[The exercise] Express each line of the material below as one string in a JSON list, omitting blank lines and leaving out the pictures.

[Records provided]

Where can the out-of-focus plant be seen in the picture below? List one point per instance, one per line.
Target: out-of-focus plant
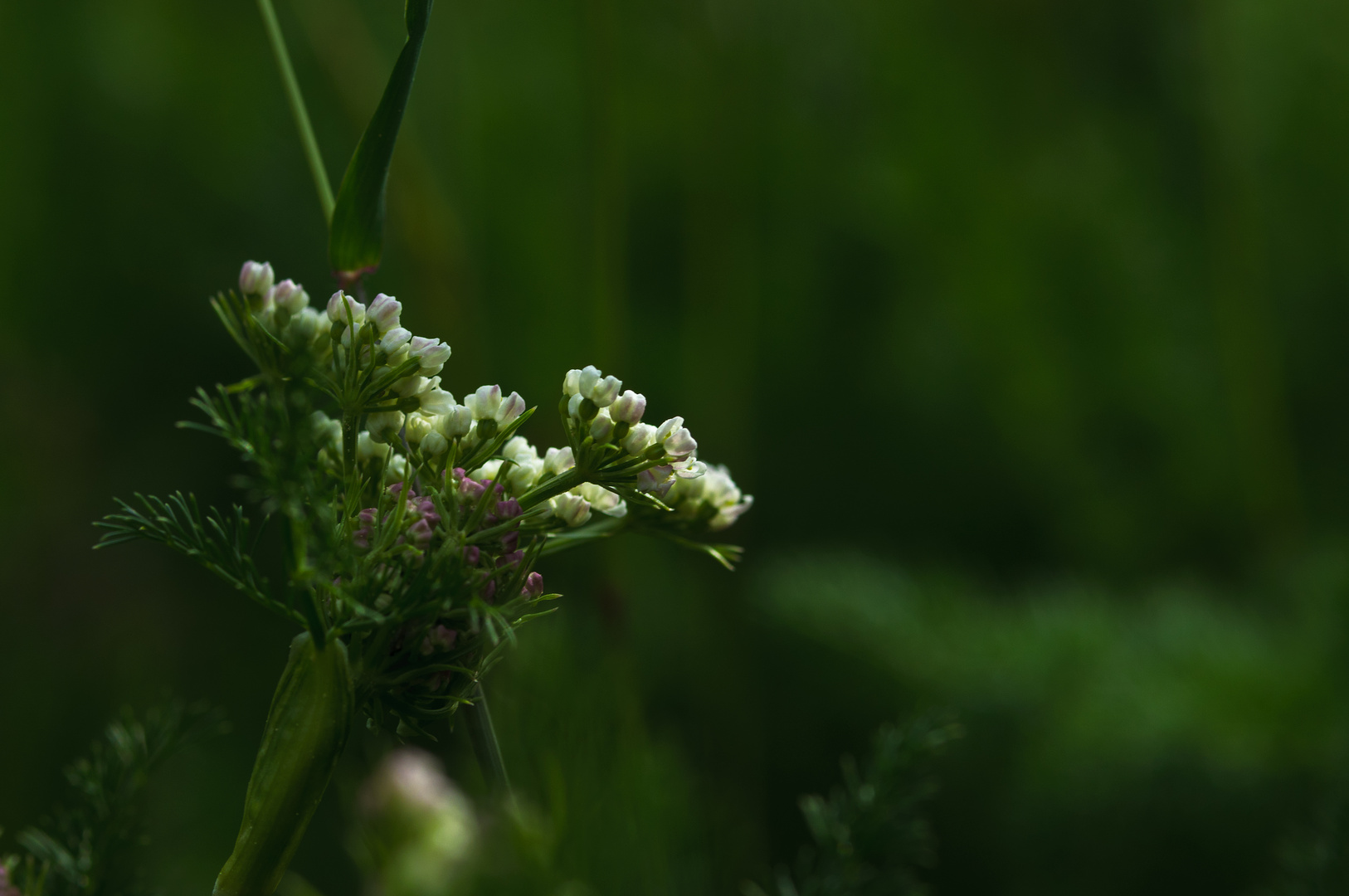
(870, 835)
(418, 835)
(411, 523)
(88, 848)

[Task solution]
[
  "Where can the out-of-focus plant be seen in the picture below? List one point per instance, one per line.",
  "Target: out-of-focus plant",
  "(870, 835)",
  "(418, 835)",
  "(411, 523)",
  "(88, 848)"
]